(Stated task) Return every line of the records below verbatim, preserving their order and formatting.

(Task data)

────────────────────────────────────────

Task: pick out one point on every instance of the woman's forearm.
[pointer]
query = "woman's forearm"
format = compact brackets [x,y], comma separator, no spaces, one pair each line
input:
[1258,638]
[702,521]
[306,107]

────────────────────────────────────────

(Solution)
Task: pick out one point on every instance of the woman's forearm.
[pointer]
query = "woman's forearm"
format = compact brackets [x,y], comma separator, no spaces, one pair each line
input:
[1258,638]
[702,521]
[306,107]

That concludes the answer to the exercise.